Location identification items:

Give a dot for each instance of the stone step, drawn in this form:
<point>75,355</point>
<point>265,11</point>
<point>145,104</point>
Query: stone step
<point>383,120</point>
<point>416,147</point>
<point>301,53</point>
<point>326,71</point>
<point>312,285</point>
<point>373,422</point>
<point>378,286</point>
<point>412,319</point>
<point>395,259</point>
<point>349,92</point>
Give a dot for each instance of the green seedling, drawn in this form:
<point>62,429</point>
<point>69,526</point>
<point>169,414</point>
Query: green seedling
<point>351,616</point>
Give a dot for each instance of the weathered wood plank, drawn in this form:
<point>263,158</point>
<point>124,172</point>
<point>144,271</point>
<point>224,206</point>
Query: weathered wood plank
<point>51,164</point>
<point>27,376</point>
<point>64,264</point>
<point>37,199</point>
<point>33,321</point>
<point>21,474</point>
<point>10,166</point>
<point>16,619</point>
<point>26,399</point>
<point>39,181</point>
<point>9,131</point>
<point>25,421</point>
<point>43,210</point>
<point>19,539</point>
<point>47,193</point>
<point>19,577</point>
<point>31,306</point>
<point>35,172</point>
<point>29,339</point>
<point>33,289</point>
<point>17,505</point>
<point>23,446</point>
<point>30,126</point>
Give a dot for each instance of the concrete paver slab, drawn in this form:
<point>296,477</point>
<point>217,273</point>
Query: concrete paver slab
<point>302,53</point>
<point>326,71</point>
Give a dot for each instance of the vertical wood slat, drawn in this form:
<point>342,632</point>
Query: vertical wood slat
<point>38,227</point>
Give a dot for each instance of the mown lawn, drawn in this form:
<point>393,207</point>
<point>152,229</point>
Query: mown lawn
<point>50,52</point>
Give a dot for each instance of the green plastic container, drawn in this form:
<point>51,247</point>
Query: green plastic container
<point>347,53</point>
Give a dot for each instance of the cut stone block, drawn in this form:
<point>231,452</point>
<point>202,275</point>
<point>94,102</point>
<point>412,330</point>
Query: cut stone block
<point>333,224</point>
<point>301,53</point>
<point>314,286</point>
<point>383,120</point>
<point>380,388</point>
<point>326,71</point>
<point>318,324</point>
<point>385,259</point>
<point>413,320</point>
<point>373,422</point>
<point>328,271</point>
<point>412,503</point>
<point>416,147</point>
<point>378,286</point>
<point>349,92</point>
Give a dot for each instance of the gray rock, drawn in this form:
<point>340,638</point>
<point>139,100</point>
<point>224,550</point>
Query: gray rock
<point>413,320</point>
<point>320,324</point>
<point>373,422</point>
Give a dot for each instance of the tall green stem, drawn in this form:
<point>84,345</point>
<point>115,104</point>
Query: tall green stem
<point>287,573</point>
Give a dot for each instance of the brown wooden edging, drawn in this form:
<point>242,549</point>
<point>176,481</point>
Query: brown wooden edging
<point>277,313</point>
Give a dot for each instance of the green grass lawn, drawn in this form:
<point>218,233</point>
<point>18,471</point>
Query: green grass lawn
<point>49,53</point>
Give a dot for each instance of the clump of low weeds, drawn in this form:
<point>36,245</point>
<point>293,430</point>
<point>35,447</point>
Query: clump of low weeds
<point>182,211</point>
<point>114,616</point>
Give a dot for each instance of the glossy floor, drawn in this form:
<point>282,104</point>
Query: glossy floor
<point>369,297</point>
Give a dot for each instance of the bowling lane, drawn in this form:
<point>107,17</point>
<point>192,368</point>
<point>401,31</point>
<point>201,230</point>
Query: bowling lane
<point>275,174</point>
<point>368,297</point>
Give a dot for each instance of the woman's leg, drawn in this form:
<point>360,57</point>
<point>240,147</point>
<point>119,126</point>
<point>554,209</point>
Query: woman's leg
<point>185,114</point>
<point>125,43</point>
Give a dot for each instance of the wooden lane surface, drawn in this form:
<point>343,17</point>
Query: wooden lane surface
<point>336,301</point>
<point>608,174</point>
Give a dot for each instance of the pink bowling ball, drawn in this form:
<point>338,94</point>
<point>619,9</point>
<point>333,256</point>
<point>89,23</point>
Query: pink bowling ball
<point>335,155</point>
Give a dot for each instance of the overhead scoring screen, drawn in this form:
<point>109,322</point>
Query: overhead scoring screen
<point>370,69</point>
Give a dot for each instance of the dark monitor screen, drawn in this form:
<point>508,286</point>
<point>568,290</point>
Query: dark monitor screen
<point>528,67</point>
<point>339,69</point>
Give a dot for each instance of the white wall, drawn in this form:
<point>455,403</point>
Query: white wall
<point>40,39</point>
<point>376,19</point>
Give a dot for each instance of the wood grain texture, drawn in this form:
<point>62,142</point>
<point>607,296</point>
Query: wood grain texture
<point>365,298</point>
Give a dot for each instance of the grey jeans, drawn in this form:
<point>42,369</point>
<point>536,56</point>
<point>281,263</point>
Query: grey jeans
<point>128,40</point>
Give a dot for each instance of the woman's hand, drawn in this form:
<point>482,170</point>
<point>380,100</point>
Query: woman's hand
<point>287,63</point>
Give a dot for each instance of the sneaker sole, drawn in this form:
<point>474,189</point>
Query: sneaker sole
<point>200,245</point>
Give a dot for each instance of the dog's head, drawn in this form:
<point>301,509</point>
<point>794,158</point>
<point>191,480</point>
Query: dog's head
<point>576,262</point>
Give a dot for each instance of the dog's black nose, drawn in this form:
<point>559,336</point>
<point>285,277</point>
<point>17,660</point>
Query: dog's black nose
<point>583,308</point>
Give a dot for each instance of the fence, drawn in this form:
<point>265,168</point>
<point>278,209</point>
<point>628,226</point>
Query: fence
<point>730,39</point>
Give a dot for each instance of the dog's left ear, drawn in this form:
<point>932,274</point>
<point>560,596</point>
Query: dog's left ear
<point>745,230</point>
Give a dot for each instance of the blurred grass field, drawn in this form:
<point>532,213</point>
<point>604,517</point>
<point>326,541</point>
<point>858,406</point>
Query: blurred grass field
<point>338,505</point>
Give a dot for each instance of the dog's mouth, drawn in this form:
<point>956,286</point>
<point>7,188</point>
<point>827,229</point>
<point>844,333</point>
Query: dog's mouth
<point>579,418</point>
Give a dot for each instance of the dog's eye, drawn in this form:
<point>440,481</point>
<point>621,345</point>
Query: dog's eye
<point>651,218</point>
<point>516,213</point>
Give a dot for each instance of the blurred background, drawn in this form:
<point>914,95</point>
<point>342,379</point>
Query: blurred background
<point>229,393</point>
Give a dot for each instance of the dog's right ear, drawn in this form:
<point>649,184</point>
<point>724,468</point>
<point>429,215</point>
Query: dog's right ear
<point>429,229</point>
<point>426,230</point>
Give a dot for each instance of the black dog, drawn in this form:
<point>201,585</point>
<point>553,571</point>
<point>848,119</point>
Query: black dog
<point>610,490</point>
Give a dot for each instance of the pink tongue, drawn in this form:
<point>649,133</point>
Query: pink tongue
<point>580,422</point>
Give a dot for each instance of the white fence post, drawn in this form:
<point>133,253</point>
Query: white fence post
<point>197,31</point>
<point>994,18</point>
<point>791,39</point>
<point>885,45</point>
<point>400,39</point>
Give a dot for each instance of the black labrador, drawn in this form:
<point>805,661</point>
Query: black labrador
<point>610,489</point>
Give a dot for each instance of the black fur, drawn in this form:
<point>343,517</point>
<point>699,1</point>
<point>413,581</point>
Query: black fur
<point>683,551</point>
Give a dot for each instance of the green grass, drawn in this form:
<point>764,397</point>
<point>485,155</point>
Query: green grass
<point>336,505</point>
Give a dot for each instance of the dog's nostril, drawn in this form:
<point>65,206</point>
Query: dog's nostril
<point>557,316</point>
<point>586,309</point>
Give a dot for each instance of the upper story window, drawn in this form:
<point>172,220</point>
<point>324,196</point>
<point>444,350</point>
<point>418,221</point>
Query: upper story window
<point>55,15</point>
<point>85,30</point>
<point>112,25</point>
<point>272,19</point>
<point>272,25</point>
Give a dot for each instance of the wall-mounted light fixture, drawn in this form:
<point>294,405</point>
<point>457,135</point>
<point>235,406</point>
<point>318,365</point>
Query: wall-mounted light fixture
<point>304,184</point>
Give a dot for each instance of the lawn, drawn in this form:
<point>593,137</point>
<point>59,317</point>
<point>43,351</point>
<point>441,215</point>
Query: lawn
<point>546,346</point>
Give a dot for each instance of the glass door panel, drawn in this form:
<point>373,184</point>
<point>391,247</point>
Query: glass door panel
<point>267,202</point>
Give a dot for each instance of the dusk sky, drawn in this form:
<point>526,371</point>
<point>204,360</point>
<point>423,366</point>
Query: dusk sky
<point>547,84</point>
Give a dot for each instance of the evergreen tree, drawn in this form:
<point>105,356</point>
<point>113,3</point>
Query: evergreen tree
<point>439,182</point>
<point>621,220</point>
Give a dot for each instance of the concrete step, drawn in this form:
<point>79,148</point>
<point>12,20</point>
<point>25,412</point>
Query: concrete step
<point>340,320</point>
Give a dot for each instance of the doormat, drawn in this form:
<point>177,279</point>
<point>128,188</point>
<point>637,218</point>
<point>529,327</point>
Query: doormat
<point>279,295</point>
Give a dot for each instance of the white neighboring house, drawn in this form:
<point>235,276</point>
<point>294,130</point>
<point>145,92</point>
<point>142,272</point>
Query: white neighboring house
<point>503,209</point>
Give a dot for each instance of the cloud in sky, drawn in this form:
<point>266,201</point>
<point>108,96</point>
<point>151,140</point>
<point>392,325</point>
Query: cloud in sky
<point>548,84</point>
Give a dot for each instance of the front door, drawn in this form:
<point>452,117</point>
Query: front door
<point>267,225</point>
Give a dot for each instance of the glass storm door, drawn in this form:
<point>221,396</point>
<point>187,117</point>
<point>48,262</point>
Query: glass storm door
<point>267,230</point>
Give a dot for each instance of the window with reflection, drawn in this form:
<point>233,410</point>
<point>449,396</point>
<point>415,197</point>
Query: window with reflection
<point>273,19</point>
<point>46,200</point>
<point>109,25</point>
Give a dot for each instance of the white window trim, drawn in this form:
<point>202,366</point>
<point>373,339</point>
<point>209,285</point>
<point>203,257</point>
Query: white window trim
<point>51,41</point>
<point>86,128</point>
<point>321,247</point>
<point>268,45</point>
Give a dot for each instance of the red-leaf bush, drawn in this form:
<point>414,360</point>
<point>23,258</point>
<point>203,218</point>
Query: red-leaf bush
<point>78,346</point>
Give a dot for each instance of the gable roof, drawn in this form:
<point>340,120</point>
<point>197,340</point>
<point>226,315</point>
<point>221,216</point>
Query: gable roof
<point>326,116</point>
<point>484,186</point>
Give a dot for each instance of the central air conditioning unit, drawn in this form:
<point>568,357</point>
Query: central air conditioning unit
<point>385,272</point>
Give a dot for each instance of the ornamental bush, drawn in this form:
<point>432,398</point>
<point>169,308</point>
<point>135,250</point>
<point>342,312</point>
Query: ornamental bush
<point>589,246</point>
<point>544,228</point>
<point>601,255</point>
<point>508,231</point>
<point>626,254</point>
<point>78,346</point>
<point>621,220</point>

To be done >> Revise the entries starting at the line that has "Give a dot for each instance of the wall-mounted" and ending after the line that has "<point>503,209</point>", putting "welcome mat" wherever "doormat" occurs and leaving every other part unchanged.

Exercise output >>
Give a dot for each instance of the wall-mounted light fixture, drawn in this form:
<point>294,405</point>
<point>457,135</point>
<point>235,406</point>
<point>318,365</point>
Query: wall-mounted light fixture
<point>304,184</point>
Give a dot for each instance of the lawn, drawn in this form:
<point>593,137</point>
<point>59,317</point>
<point>43,351</point>
<point>441,215</point>
Query: lawn
<point>546,346</point>
Give a dot for each instance of the glass door panel, drawn in this form:
<point>373,184</point>
<point>391,247</point>
Query: glass door panel
<point>267,202</point>
Give a dot for each instance of the dusk sky, drawn in this form:
<point>526,371</point>
<point>204,360</point>
<point>423,366</point>
Query: dusk sky
<point>547,84</point>
Give a dot for each instance of the evergreen tree, drawn in this form:
<point>105,356</point>
<point>113,3</point>
Query: evergreen tree
<point>439,182</point>
<point>621,220</point>
Give a dot for each instance of the concrete step, drawn in this form:
<point>79,148</point>
<point>12,20</point>
<point>25,412</point>
Query: concrete step
<point>340,320</point>
Give a dot for each instance of the welcome mat, drawn in this form:
<point>177,279</point>
<point>128,188</point>
<point>637,218</point>
<point>529,327</point>
Query: welcome mat
<point>279,295</point>
Give a dot for each instance of the white neighboring house, drawn in this form:
<point>235,276</point>
<point>294,130</point>
<point>145,92</point>
<point>142,272</point>
Query: white neighboring house
<point>503,209</point>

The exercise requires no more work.